Print everything in the GBM risk-factor text below from "These factors increase" down to "with this condition.".

#### Reading passage
• • •
These factors increase your chance of developing GBM. Tell your doctor if you have any of these risk factors:
- Sex: male (slightly more common in men that women)
- Age: over 50 years old
- Ethnicity: Caucasians, Latinos, Asians
- Having a low-grade astrocytoma (brain tumor), which occasionally develops into a higher-grade tumor
- Having one of the following genetic disorders is associated with an increased incidence of gliomas
- Tuberous sclerosis
- Von Hippel-Lindau disease
- Li-Fraumeni syndrome
- Turcot's syndrome
- Radiotherapy (association between high-dose ionizing radiation and astrocytoma)
There is inconsistent evidence that electromagnetic radiation and cell phone use are associated with this condition.
• • •
#### Exercise data
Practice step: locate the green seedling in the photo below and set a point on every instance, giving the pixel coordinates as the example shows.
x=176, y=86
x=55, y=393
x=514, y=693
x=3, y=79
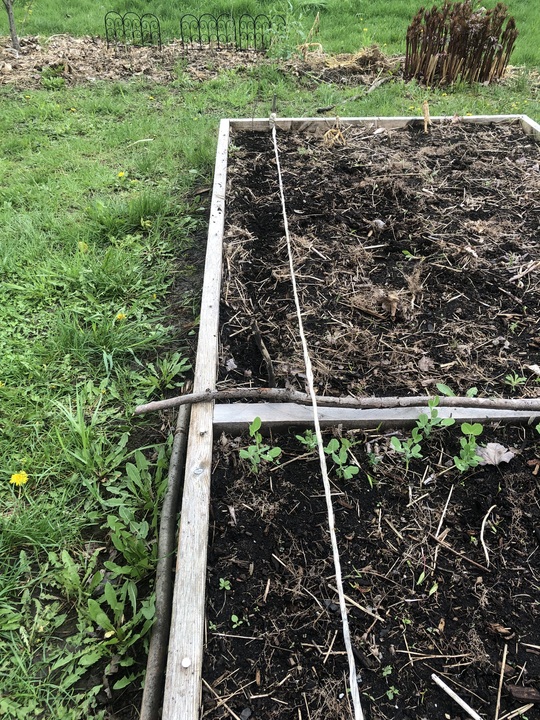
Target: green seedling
x=514, y=381
x=426, y=423
x=339, y=452
x=467, y=457
x=258, y=452
x=308, y=440
x=411, y=448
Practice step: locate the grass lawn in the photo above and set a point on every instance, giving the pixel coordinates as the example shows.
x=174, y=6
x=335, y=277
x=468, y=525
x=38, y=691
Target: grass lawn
x=102, y=230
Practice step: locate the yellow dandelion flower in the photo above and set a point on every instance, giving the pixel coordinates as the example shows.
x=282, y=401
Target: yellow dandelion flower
x=19, y=478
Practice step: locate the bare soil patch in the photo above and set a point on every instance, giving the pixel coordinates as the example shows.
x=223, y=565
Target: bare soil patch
x=416, y=255
x=87, y=59
x=79, y=60
x=416, y=605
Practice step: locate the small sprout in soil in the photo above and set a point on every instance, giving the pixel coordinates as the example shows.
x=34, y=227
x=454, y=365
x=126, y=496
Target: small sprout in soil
x=514, y=381
x=308, y=439
x=258, y=452
x=467, y=457
x=426, y=423
x=339, y=452
x=410, y=448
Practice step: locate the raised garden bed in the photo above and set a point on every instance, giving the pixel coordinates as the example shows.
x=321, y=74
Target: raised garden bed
x=425, y=312
x=416, y=255
x=417, y=604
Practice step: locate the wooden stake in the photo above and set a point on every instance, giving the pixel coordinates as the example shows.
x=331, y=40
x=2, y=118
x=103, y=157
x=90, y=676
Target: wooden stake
x=468, y=709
• • •
#### Expected answer
These factors increase your chance of developing GBM. Tell your doctor if you have any of these risk factors:
- Sex: male (slightly more common in men that women)
- Age: over 50 years old
- Ethnicity: Caucasians, Latinos, Asians
- Having a low-grade astrocytoma (brain tumor), which occasionally develops into a higher-grade tumor
- Having one of the following genetic disorders is associated with an increased incidence of gliomas
- Tuberous sclerosis
- Von Hippel-Lindau disease
- Li-Fraumeni syndrome
- Turcot's syndrome
- Radiotherapy (association between high-dose ionizing radiation and astrocytoma)
There is inconsistent evidence that electromagnetic radiation and cell phone use are associated with this condition.